# Work instructions
Render the part of the material below that starts with the line containing "Task: locate the woman's hand" and ends with the line containing "[(743, 520), (680, 328), (769, 732), (746, 774)]", both lines included, as a JSON list of strings with one string per line. Leave out any blank lines.

--- START Entries provided ---

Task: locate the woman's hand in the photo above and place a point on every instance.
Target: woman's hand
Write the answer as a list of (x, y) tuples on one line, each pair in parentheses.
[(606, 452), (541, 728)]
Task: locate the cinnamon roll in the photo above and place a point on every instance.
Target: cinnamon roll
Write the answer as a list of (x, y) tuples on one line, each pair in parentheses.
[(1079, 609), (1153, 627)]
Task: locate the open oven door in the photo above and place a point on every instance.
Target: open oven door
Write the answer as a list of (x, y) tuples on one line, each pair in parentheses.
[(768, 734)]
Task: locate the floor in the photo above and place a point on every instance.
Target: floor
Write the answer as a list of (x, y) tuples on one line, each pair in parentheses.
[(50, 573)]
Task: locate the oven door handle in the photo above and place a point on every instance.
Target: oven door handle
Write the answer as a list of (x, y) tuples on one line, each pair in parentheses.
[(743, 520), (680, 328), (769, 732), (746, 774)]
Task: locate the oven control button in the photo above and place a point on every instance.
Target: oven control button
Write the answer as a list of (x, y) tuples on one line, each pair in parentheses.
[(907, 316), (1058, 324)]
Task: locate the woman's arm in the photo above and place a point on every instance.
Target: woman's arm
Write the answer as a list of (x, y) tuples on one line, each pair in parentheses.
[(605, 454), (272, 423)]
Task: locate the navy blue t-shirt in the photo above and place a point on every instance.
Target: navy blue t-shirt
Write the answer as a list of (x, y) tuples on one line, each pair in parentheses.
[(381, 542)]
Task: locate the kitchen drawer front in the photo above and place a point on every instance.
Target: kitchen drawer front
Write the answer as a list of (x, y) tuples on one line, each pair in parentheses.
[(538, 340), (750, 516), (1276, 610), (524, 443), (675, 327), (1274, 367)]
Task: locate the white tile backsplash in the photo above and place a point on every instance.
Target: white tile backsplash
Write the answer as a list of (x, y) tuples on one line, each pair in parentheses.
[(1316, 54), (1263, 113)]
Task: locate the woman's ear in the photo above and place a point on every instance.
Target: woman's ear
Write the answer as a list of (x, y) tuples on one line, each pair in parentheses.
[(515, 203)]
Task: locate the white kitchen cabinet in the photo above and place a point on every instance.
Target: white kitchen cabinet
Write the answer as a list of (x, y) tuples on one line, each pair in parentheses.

--- END Entries provided ---
--- START Entries provided ---

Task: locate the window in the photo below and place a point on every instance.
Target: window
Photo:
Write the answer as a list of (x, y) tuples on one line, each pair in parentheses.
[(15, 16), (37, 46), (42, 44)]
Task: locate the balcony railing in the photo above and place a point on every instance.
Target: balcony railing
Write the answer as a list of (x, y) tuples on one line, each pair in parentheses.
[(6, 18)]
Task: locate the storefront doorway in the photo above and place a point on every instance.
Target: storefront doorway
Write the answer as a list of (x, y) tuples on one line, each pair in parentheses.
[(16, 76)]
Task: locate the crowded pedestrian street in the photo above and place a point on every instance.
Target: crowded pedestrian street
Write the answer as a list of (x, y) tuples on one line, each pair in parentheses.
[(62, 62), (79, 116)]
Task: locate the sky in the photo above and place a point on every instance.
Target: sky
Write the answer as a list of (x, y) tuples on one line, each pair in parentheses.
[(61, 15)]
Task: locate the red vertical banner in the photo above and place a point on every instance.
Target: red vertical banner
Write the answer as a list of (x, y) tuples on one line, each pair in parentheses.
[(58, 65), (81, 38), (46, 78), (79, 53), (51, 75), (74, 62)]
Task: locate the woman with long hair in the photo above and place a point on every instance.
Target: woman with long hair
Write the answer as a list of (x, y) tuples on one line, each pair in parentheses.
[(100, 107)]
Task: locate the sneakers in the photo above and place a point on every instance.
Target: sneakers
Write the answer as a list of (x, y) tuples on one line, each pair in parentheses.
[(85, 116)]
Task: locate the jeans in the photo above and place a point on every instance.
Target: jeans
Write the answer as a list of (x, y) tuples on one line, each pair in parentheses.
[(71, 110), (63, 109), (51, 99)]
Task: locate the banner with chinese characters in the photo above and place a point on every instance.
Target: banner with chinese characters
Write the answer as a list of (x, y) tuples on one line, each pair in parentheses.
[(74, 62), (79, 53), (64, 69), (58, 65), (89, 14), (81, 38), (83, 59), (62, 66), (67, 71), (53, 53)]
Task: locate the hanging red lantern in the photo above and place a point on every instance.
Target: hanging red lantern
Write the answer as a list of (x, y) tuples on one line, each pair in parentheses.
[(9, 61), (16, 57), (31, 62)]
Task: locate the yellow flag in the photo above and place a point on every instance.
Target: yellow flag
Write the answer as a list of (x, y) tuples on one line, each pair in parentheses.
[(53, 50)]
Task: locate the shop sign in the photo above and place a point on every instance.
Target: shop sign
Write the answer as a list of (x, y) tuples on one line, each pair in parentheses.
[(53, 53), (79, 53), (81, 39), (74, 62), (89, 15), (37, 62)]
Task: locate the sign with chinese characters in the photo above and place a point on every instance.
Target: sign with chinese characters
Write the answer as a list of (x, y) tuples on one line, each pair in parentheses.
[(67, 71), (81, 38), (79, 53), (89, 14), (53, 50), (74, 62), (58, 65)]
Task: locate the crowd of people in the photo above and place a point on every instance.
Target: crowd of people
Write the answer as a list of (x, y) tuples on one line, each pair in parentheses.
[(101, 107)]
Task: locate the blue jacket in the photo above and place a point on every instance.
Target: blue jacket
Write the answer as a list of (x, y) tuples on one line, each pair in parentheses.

--- END Entries provided ---

# Result
[
  "Task: locate the woman's hand in the photo above and place a point on every instance.",
  "Target: woman's hand",
  "Write the answer as a list of (x, y) tuples on one line, each pair in parentheses.",
  "[(606, 452), (541, 728)]",
  "Task: locate the cinnamon roll in the photo above and place a point on every instance.",
  "Target: cinnamon roll",
  "Write the answer as a list of (x, y) tuples on one line, each pair in parentheses.",
  "[(1079, 609), (1153, 627)]",
  "Task: locate the open oven door in the photo above and place a point on every instance.",
  "Target: open oven door",
  "Write the answer as a list of (x, y) tuples on one line, each pair in parentheses.",
  "[(768, 734)]",
  "Task: locate the floor in the photo above and place a point on every instance.",
  "Target: floor",
  "Write the answer as a list of (x, y) tuples on one line, each pair in parentheses.",
  "[(50, 573)]",
  "Task: locate the oven door handle in the photo above and place a point on every instance.",
  "Target: oven door handle",
  "Write the answer as a list of (x, y) tuples on one line, each pair in parentheses.",
  "[(743, 520), (680, 328), (769, 732), (746, 774)]"
]